### Given request
All of the material should be reproduced exactly, with pictures left out.

[Coordinate labeling data]
- - - - -

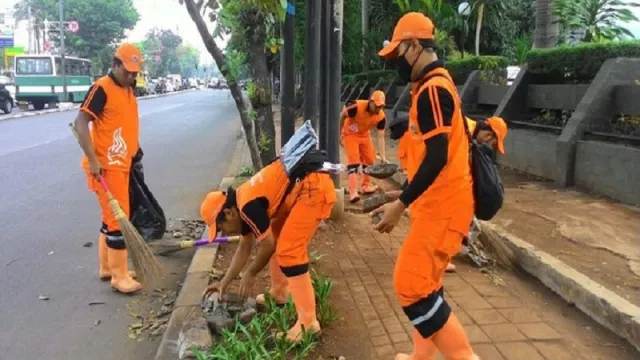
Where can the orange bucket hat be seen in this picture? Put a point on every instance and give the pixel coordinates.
(413, 25)
(378, 98)
(130, 56)
(499, 127)
(209, 210)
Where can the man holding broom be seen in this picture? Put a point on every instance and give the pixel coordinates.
(109, 147)
(439, 195)
(282, 216)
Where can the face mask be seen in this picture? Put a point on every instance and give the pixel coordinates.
(404, 69)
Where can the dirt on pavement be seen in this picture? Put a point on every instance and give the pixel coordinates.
(598, 237)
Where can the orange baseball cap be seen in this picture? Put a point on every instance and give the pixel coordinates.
(413, 25)
(130, 56)
(209, 210)
(499, 127)
(378, 98)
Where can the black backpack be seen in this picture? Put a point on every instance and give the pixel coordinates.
(488, 190)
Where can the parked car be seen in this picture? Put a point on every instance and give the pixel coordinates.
(6, 100)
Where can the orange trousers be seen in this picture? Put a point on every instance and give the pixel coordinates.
(295, 223)
(118, 184)
(360, 150)
(423, 258)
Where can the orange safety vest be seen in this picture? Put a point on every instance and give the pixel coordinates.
(363, 122)
(450, 196)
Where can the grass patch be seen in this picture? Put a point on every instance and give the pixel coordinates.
(257, 340)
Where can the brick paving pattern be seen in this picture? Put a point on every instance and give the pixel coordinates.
(499, 325)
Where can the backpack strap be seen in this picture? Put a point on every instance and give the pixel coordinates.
(464, 120)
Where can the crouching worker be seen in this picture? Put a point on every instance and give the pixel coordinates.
(282, 216)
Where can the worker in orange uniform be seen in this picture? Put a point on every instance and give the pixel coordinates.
(283, 222)
(356, 122)
(111, 107)
(439, 194)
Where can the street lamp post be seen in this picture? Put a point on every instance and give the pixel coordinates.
(62, 62)
(464, 9)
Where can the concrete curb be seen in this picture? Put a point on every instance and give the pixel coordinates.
(187, 327)
(602, 305)
(76, 106)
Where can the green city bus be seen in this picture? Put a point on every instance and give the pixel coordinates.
(38, 80)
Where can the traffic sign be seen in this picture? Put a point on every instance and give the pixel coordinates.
(73, 26)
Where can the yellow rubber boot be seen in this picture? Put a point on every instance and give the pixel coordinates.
(452, 341)
(367, 185)
(104, 273)
(423, 349)
(120, 279)
(304, 299)
(353, 187)
(279, 290)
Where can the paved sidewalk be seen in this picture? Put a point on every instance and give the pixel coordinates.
(506, 317)
(593, 235)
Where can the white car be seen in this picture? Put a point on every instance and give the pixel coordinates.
(9, 85)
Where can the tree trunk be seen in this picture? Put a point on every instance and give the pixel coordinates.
(479, 27)
(261, 98)
(365, 30)
(242, 105)
(547, 31)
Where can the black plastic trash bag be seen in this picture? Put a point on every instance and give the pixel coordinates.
(147, 215)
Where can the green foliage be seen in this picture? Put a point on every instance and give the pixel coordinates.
(600, 18)
(577, 64)
(460, 69)
(165, 44)
(258, 339)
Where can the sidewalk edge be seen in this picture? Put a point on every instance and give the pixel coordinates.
(76, 106)
(600, 304)
(187, 327)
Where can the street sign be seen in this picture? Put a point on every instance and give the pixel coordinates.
(73, 26)
(13, 51)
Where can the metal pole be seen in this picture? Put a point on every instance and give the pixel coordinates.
(325, 35)
(311, 62)
(287, 126)
(335, 104)
(62, 62)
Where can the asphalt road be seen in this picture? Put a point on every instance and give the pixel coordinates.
(47, 214)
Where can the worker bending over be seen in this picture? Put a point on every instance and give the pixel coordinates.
(439, 194)
(109, 147)
(282, 217)
(356, 122)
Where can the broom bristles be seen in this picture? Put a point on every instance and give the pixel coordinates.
(144, 260)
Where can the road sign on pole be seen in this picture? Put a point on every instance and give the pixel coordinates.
(73, 26)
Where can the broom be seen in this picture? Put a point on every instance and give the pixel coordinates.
(144, 260)
(168, 247)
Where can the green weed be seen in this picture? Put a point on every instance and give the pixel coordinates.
(258, 339)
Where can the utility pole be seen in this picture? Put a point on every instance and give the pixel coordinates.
(62, 62)
(335, 103)
(287, 78)
(325, 38)
(311, 62)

- - - - -

### Written response
Where can the orange bucket hat be seen in this picture? Put a point on every instance and give the pixel coordinates.
(413, 25)
(378, 98)
(130, 56)
(499, 127)
(209, 210)
Where can the man holding broom be seen in this picture? Put a point on every instance and give the pixel coordinates.
(109, 147)
(439, 195)
(282, 216)
Where can the face mask be seen in this picture? Put a point on every instance and give the pixel coordinates.
(404, 69)
Where can the dirt on pavement be seen in this picture? Put a point on every instance and give the pixel coordinates.
(598, 237)
Where can the orange baseball cap be seen in this picture? Put a point on every instance and give the pixel coordinates.
(413, 25)
(130, 56)
(209, 210)
(499, 127)
(378, 98)
Where can the black backpack be seen in this picture? Put a point on every instance and give the pixel coordinates.
(488, 190)
Where can the parked car be seen in this picture? Put a point on every instance and give the pixel coordinates.
(6, 100)
Where can the orange trousers be seen in this picture? Put a point on every instance and give the pixel coordinates.
(295, 223)
(118, 184)
(360, 150)
(423, 258)
Where can the orange safety vest be seen in this picture? Put a point on every instance and give the pixel coordinates.
(363, 122)
(450, 196)
Where can the grass patch be seen in this picture? Put a point on every instance and give the pixel coordinates.
(257, 340)
Where can the brick paving pattern be seen in this picture? Put a point on every instance and give the pixel coordinates.
(499, 325)
Where can the backpack strap be seen in this picture? Put a point on every instance and give the pixel coordinates.
(464, 120)
Where can the crouching worker be seen in this picture? Put a point on every instance and give the pixel coordinates.
(282, 216)
Where can the worker in orange uniform be seen in this picture? Put a point on every instance and give the pixel coordinates.
(283, 222)
(356, 122)
(111, 107)
(439, 194)
Where can the street lamp post be seen in this picture? Put a point on every instance and give the pixel coordinates.
(62, 62)
(464, 9)
Where can the concrete curb be seen in this picture? Put a point on every instance and give the pixel coordinates.
(187, 327)
(602, 305)
(76, 106)
Where can the green city bus be seen in this picture? Put a point on every instance and give the pixel coordinates.
(38, 80)
Where can the traffic sign be seen in this picture? Put a point on every instance and give the pixel coordinates.
(73, 26)
Where can the yellow rubber boot be seen in this picture? Put a point on every instance and give the pixel coordinates.
(452, 341)
(367, 185)
(104, 273)
(423, 349)
(120, 279)
(304, 299)
(353, 187)
(279, 290)
Where can the paved sidewalk be seen in this picture? Put a point on every instance and give the pixel coordinates.
(506, 317)
(593, 235)
Where can the white car be seen in this picture? Put a point on every instance and give the pixel coordinates.
(9, 85)
Where can the tree trunk be seen in this picture? Put a point on every instance and give the pixel coordinates.
(479, 27)
(261, 98)
(365, 30)
(242, 105)
(547, 31)
Where can the black plastic trash bag be seen in this picture? Put a point on every instance and give the pixel coordinates.
(147, 215)
Where can the green foliage be seen in this picture? Put a point on every instance and give the pixel coordinates.
(600, 18)
(577, 64)
(460, 69)
(165, 44)
(258, 339)
Where can the sidewalk edge be seen in this picture? Put a point on every instance and give the pixel coordinates.
(76, 106)
(600, 304)
(187, 327)
Where can the street sign be seen in this picture? Put a point on every instance and give the pixel coordinates.
(73, 26)
(13, 51)
Where can the metal pole be seen in this picture? Put a point on every instance and give the pixel coordinates.
(325, 35)
(311, 62)
(287, 126)
(335, 104)
(62, 62)
Where can the asphalt road be seen in this picture? Put a point on every instance and give the pixel coordinates.
(47, 214)
Where can the worker bending over be seen in this picture? Put a point on every instance and give the pixel coordinates.
(439, 194)
(109, 147)
(282, 217)
(356, 122)
Where can the broom bristles be seen in this picture? Put a point on every instance and give the pixel coordinates.
(144, 260)
Where can the road sign on pole be seen in this picture? Put a point on every instance and give the pixel coordinates.
(73, 26)
Where can the broom be seen in this picture? Put a point on every instance and give the pixel coordinates.
(144, 260)
(168, 247)
Where can the green weed be seen in this picture? Put a point on every instance and give the pixel coordinates.
(258, 339)
Where can the utility pole be seen in this picture? Put a point on every instance and give the pixel coordinates.
(62, 62)
(335, 103)
(287, 78)
(325, 38)
(311, 62)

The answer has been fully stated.